Set down the records below line for line, omitting the pictures.

-------- Data to process

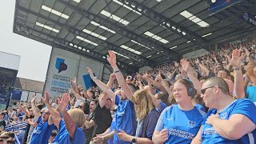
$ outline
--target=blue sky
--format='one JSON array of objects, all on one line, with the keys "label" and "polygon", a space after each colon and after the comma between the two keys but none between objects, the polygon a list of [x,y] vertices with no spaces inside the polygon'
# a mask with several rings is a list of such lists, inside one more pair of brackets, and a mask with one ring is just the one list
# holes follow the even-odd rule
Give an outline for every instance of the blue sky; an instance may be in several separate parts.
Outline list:
[{"label": "blue sky", "polygon": [[13,33],[14,8],[15,0],[0,5],[0,51],[21,56],[18,77],[44,82],[51,46]]}]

----------------

**Final result:**
$ outline
--target=blue sky
--format='one JSON array of objects, all on one line, with the keys "label" and "polygon", a space after each colon and after the comma between the two keys but none between objects, the polygon a list of [x,y] vertices with no spaces inside the polygon'
# a mask with several rings is a list of such lists, inside one more pair of brackets, and a mask with one ring is just the one list
# holes follow the even-odd rule
Give an outline for every instance of the blue sky; an instance may be in several separate parts.
Outline list:
[{"label": "blue sky", "polygon": [[13,33],[14,8],[15,0],[0,5],[0,51],[21,56],[18,77],[44,82],[51,46]]}]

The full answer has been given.